A Bayesian graphical model (Bayesian network) is a probabilistic framework from the field of artificial intelligence that enables a machine to generate a representation of a complex system that is made up of an unknown number of conditional dependencies (statistical associations) among a large number of variables. These dependencies comprise the network structure. This approach is useful because these associations are evaluated in the full context of the joint probability distribution; there is no need to filter significant associations to adjust for multiple comparisons, for instance.

BGM uses a Markov chain Monte Carlo method to generate a random sample of network structures from the posterior distribution. Because the space of all possible network structures is too extensive, we use an MCMC method described by Friedman and Koller, which collapses this enormous space by grouping structures into subsets defined by a node hierarchy. This results in a more compact space where the posterior distribution has nicer convergence properties.

Extensive details about how to run a BGM analysis in HyPhy is also provided in this book chapter: Avino M and Poon AFY. "Detecting Amino Acid Coevolution with Bayesian Graphical Models." Methods Mol Biol 1851: 105-122 (2019).

Citation

If you use BGM in your analysis, please cite the following:

Poon, AFY et al. "An Evolutionary-Network Model Reveals Stratified Interactions in the V3 Loop of the HIV-1 Envelope." PLOS Comput Biol 3, e231 (2007).

Example CLI Usage of BGM

To run the Bayesian Graphical Model (BGM) using HyPhy, use the following command:

bash
/path/to/hyphy/hyphy bgm \
  --branches "All" \
  --code GENETIC_CODE \
  --type DATATYPE \
  --alignment PATH_TO_ALIGNMENT_FILE \
  --tree PATH_TO_TREE_FILE \
  --steps LENGTH_OF_EACH_CHAIN \
  --burn-in NUMBER_OF_BURN_IN_SAMPLES \
  --samples NUMBER_OF_SAMPLES \
  --max-parents MAXIMUM_PARENTS_PER_NODE \
  --min-subs MINIMUM_SUBSTITUTIONS_PER_SITE \
  --output RESULTS_FILE.json

Parameters

  • --branches: Specify branches to test (e.g., "All").

(Material supplied):
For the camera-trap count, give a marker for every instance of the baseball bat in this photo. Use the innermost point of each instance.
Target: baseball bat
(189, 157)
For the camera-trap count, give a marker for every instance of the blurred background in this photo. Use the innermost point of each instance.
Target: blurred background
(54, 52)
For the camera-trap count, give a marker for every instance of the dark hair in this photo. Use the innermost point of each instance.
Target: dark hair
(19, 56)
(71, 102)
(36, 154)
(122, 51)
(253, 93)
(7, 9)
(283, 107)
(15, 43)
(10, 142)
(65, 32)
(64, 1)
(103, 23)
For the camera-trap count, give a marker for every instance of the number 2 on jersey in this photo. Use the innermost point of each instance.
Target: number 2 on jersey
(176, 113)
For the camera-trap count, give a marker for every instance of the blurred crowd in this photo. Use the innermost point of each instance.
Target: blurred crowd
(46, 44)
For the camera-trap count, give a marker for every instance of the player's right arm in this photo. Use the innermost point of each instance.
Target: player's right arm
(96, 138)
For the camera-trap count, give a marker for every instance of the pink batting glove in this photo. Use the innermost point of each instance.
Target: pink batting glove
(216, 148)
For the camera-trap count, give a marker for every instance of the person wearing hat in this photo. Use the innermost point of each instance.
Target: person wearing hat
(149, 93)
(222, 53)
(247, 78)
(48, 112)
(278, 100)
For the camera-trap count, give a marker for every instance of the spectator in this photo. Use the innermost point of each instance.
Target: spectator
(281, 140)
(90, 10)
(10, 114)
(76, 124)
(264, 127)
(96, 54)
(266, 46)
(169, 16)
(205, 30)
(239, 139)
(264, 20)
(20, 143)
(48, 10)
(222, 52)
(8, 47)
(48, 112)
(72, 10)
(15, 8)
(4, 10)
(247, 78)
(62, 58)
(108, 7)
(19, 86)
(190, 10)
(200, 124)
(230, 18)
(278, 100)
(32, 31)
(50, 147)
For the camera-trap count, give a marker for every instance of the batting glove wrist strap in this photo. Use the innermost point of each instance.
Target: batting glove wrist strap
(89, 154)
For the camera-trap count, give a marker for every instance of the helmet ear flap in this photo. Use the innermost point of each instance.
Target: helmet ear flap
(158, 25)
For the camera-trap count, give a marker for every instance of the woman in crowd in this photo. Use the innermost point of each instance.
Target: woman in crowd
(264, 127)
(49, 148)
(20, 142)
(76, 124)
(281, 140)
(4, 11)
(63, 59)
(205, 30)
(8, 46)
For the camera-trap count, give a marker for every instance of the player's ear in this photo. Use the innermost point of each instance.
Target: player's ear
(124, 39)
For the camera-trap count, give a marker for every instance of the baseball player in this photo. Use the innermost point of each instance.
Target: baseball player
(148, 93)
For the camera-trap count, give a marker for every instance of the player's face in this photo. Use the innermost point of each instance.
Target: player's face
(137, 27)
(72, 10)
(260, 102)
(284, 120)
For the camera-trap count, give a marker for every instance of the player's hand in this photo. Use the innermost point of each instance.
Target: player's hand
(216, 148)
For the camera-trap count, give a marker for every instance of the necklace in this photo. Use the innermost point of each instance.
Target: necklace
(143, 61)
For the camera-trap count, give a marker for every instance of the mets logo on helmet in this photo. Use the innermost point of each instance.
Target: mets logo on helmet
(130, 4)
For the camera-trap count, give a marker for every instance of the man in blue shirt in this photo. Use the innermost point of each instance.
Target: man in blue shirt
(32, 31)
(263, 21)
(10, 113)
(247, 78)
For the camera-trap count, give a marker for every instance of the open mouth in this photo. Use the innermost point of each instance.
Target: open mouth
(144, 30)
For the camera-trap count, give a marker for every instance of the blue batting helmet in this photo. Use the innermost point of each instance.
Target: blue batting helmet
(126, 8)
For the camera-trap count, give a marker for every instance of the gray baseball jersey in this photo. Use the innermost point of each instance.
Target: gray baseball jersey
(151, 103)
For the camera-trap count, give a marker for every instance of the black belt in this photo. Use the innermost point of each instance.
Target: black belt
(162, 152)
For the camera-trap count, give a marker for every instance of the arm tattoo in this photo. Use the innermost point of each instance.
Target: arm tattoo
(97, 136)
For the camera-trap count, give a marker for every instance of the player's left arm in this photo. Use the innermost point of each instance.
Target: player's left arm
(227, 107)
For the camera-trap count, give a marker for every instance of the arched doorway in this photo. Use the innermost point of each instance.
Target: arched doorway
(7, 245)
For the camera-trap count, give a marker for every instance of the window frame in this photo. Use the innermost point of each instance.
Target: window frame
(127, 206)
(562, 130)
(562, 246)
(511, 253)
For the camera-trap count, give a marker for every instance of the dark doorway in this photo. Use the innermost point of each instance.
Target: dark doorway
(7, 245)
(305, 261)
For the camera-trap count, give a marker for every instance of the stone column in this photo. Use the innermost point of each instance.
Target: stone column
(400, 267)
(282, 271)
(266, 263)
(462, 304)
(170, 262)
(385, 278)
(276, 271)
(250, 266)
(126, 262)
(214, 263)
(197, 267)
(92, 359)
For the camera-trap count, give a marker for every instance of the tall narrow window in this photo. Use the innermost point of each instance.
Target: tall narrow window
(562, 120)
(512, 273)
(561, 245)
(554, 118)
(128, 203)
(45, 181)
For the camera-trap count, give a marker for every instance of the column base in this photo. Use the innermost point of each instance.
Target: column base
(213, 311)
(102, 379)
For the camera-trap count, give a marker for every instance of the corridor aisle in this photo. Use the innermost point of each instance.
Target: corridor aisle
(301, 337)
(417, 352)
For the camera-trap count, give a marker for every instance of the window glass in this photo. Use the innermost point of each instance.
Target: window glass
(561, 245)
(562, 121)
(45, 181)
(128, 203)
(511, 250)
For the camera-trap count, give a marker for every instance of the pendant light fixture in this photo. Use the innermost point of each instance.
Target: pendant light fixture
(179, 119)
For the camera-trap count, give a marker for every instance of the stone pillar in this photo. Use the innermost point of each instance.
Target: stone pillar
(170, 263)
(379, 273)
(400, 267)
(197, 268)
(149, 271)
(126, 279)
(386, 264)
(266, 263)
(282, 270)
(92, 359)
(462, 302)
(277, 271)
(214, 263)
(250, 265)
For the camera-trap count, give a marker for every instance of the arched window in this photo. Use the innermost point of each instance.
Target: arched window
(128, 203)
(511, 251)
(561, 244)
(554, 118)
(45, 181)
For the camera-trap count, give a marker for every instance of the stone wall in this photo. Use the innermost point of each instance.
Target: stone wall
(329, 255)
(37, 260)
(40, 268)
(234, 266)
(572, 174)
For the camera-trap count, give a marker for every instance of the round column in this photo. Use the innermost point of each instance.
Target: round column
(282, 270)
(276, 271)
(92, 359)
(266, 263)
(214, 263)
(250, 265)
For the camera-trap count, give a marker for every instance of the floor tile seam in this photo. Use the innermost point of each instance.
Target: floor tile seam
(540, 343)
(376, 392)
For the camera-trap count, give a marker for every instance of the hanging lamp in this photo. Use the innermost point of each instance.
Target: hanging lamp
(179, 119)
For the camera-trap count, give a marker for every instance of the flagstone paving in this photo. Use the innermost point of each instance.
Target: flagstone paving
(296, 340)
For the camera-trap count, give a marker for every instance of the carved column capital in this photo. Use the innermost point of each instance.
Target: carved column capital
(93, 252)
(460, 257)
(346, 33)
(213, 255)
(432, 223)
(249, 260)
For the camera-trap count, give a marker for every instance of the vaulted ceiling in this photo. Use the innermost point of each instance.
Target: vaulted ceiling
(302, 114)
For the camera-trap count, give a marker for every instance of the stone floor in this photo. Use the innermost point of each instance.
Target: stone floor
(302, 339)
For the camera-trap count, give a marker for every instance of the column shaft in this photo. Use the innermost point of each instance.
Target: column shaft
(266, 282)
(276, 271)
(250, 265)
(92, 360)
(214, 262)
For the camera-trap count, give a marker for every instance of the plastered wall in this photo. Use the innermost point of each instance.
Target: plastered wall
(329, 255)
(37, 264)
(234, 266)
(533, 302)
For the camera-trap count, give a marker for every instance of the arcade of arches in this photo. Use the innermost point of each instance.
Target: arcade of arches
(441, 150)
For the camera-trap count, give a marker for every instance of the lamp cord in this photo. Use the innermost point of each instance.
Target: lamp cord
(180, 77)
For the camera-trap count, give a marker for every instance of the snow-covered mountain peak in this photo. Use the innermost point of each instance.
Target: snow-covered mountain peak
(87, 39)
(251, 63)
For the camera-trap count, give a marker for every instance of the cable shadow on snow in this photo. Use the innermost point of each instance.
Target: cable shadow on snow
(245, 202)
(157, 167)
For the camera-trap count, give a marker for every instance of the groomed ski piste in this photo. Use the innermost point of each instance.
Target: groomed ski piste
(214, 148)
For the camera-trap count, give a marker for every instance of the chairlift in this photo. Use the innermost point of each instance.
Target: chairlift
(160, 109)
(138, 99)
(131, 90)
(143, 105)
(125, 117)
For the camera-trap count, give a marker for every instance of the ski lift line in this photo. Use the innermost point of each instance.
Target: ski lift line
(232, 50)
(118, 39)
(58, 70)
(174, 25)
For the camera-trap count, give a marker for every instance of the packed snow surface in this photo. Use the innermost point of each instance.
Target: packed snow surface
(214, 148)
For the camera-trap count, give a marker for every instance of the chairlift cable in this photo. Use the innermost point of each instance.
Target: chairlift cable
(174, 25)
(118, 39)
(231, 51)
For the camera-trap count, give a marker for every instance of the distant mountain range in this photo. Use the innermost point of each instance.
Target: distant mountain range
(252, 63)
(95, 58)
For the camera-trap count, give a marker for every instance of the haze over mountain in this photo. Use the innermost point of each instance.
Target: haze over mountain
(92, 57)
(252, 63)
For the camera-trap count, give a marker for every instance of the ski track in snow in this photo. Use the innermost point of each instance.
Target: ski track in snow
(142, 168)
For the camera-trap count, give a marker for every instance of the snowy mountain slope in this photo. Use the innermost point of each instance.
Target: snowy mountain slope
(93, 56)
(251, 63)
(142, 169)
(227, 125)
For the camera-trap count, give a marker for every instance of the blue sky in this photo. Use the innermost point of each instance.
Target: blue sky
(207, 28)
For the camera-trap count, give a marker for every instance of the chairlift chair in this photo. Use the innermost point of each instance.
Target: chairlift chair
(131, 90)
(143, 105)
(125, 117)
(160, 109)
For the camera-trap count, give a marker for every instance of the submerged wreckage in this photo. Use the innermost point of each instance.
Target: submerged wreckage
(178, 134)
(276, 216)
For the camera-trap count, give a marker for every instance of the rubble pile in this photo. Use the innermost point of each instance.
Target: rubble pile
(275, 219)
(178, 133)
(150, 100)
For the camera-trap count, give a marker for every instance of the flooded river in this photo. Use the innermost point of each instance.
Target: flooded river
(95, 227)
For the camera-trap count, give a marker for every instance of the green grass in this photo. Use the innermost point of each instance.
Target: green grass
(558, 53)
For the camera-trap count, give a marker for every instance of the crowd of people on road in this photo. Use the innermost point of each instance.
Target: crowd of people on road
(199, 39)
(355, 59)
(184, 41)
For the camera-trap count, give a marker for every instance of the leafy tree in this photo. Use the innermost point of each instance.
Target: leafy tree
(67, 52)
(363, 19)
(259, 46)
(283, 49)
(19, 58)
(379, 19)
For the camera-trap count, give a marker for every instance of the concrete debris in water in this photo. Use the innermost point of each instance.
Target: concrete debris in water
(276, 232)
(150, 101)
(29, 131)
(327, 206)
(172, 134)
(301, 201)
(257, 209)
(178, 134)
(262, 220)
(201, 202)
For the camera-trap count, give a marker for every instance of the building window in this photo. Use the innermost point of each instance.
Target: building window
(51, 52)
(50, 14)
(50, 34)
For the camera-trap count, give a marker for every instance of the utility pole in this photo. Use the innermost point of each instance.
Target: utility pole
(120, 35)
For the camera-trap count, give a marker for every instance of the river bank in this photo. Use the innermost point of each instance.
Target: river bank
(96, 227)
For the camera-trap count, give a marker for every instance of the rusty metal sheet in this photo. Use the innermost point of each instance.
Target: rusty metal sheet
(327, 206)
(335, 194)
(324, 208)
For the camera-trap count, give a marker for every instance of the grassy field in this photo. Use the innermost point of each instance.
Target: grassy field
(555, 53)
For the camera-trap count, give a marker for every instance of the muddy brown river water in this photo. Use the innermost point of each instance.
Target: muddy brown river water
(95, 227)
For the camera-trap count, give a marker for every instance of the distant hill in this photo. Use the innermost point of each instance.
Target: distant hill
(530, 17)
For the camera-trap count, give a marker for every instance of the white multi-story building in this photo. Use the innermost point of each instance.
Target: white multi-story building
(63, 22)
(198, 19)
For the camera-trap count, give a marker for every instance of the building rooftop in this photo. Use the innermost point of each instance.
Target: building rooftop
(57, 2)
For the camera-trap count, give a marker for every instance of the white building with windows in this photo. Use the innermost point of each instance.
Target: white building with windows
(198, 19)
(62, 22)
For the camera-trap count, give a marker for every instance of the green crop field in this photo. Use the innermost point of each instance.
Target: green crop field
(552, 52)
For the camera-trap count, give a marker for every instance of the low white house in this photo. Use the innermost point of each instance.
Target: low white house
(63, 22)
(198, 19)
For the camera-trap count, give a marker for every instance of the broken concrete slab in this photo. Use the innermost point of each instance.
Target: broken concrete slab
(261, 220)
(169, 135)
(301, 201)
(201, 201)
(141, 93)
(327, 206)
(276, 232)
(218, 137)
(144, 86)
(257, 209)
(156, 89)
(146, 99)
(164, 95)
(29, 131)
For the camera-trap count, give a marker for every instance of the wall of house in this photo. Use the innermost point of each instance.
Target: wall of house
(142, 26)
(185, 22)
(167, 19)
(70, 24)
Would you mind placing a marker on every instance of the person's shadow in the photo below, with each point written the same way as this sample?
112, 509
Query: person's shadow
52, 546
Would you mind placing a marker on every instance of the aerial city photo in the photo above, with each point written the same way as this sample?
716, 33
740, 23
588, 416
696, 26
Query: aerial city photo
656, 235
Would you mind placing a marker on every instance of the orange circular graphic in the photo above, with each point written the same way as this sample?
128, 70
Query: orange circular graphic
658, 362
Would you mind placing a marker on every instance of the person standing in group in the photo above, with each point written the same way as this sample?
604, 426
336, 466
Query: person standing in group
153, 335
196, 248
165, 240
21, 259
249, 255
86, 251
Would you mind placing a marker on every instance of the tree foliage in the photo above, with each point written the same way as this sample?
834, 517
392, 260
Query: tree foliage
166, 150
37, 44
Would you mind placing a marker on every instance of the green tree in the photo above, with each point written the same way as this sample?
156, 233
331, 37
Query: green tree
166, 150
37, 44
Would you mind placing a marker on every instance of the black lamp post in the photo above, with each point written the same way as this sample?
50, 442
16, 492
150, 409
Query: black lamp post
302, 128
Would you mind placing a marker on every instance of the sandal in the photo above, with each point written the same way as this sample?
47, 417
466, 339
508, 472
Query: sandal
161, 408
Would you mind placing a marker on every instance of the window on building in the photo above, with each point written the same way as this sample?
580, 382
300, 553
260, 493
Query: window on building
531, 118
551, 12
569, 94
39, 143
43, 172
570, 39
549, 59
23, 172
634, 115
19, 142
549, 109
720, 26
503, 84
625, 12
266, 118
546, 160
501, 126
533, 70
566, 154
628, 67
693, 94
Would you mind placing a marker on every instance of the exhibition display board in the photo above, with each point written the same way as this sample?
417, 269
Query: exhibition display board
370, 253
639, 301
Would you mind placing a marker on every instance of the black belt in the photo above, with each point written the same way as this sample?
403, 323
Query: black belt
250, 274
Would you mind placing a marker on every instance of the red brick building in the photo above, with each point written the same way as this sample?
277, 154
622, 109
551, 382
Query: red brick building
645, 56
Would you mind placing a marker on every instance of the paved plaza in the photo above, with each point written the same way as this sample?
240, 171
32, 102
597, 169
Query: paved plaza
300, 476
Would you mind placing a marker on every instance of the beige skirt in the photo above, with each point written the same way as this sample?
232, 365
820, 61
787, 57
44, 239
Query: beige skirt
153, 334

(Required tasks):
a) In the text on Bayesian graphical models, whose MCMC method is used to collapse the space of possible network structures?
b) Resume the text on Bayesian graphical models in HyPhy right after its last line.

(Expected outputs):
a) Friedman and Koller's.

b)
  • --code: Genetic code to use (default: "Universal").
  • --type: Data type: nucleotide, amino-acid, or codon.
  • --alignment: Path to the alignment file.
  • --tree: Path to the phylogenetic tree file.
  • --steps: Number of MCMC steps to sample.
  • --burn-in: Number of MCMC steps to discard as burn-in.
  • --samples: Number of samples to extract from the chain.
  • --max-parents: Maximum number of parents allowed per node.
  • --min-subs: Minimum number of substitutions per site to include in the analysis.
  • --output: Path for the output results in JSON format.

Full Example Command

bash
/path/to/hyphy/hyphy bgm \
  --branches "All" \
  --code "Universal" \
  --type "codon" \
  --alignment "/path/to/alignment/file.fasta" \
  --tree "/path/to/tree/file.tree" \
  --steps 100000 \
  --burn-in 10000 \
  --samples 100 \
  --max-parents 1 \
  --min-subs 1 \
  --output "results.BGM.json"

Minimal Example Command

bash
/path/to/hyphy/hyphy bgm \
  --branches "All" \
  --code "Universal" \
  --type "codon" \
  --alignment "/path/to/alignment/file.fasta" \
  --tree "/path/to/tree/file.tree"

FAQ

1. Why are my BGM results showing constant sites as co-evolving?

  • BGM uses codon data, considering both synonymous and non-synonymous substitutions.

2. Can BGM compare specified branches against other branches?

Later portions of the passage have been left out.